┌─ PASSAGE DU TEXTE
Les nombreux achoppements de la vie affective de Thérèse, à travers lesquels elle s’est tant bien que mal construite, lui ont donné la vive conscience de sa petitesse. Thérèse sait qu’elle est « imparfaite », « faible », « petite » ; et lorsqu’à l’automne 1894, elle lit au livre des Proverbes, « Si quelqu’un est tout petit, qu’il vienne à moi » (Pr 9,4), Thérèse se sent directement, très personnellement concernée. S’opère en elle une fulgurante confirmation de ce qu’elle expérimentait depuis des années au sein de sa faiblesse, au creux de ses épreuves. Que confirme ce verset biblique ? Le handicap physique, la faiblesse psychique ou les fragilités morales, les imperfections incessantes de notre condition présente qui font de tout être humain un « petit », s’ignorant souvent ou feignant de s’ignorer ainsi, tout ce lot de petitesse ne fait pas, comme tel, obstacle à l’effusion de l’amour de Dieu dans le cœur de l’homme. Tout au contraire, puisque cette faiblesse, cette fragilité, Jésus, le « Verbe Divin » est venu la prendre sur lui, l’assumer totalement en se faisant l’un de nous. « Je ne puis craindre un Dieu qui s’est fait pour moi si petit, écrit-elle au bas d’une image de l’Enfant-Jésus figuré dans une hostie. Je l’aime, il n’est qu’amour et miséricorde » (LT 266).

Au cours de sa brève existence, Thérèse sait Dieu proche de quiconque prend conscience de sa faiblesse et de sa pauvreté. Une proximité agissante, transformante, que favorise la voie pascale de la confiance. D’où la manière forte, voire déconcertante avec laquelle Thérèse s’exprime : « ce qui plaît à Dieu — ce ne sont pas d’abord mes vertus —, c’est de me voir aimer ma petitesse et ma pauvreté, c’est l’espérance aveugle — la confiance illimitée — que j’ai en sa miséricorde… Voilà mon seul trésor » (LT 197). Ce « trésor » que Thérèse désire partager, contient et énonce pour tout homme le point de bascule en Jésus Christ dans le mystère de son passage vers le Père : Pâque, floraison de la vie baptismale.

Le génie de Thérèse a été d’exploiter les événements de sa vie à la lumière de l’Évangile, notamment les épreuves et les ombres qui l’ont fragilisée au point de menacer gravement, à certaines heures, sa santé, son équilibre psychique. L’œuvre rédemptrice de Dieu, la Pâque de son Fils, nous dit Thérèse, s’enracine, d’une manière privilégiée, dans les failles, les fragilités, les blessures de l’homme. Pourquoi cette manière de faire, si déroutante à vue humaine ? À l’exemple de l’enfant prodigue, l’homme s’ouvre plus authentiquement à autre et à plus que lui-même, du fond de ses errances, de ses ombres, de ses manques. Là, il se détourne davantage de ses illusions, de ses rêves de puissance pour se tourner, au-delà de lui-même, vers la source de son être.
└─
OBJECTIF ÉNONCÉ 1: Dans l'extrait consacré à Thérèse, recopiez le passage allant de « Le génie de » jusqu'à « de son être. » inclus, en remplaçant « épreuves » par « tribulations ».
OBJECTIF ÉNONCÉ 2: Traduisez en anglais cette phrase de l'extrait consacré à Thérèse : « Au cours de sa brève existence, Thérèse sait Dieu proche de quiconque prend conscience de sa faiblesse et de sa pauvreté. »
La liste reproduite ici provient d'une source distincte de l'extrait consacré à Thérèse.
┌─ DONNÉES FOURNIES
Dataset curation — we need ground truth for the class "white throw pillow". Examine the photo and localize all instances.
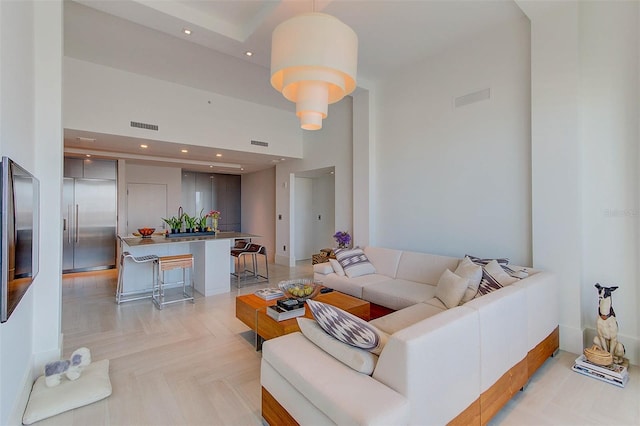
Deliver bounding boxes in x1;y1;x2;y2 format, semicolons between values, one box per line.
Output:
453;256;482;305
313;262;333;275
329;259;344;277
298;317;378;376
22;359;111;425
436;269;469;309
335;247;376;278
484;260;518;287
└─
RÉPONSE ATTENDUE 1:
Le génie de Thérèse a été d’exploiter les événements de sa vie à la lumière de l’Évangile, notamment les tribulations et les ombres qui l’ont fragilisée au point de menacer gravement, à certaines heures, sa santé, son équilibre psychique. L’œuvre rédemptrice de Dieu, la Pâque de son Fils, nous dit Thérèse, s’enracine, d’une manière privilégiée, dans les failles, les fragilités, les blessures de l’homme. Pourquoi cette manière de faire, si déroutante à vue humaine ? À l’exemple de l’enfant prodigue, l’homme s’ouvre plus authentiquement à autre et à plus que lui-même, du fond de ses errances, de ses ombres, de ses manques. Là, il se détourne davantage de ses illusions, de ses rêves de puissance pour se tourner, au-delà de lui-même, vers la source de son être.

RÉPONSE ATTENDUE 2: Throughout her brief life, Thérèse knows God to be close to anyone who becomes aware of their own weakness and poverty.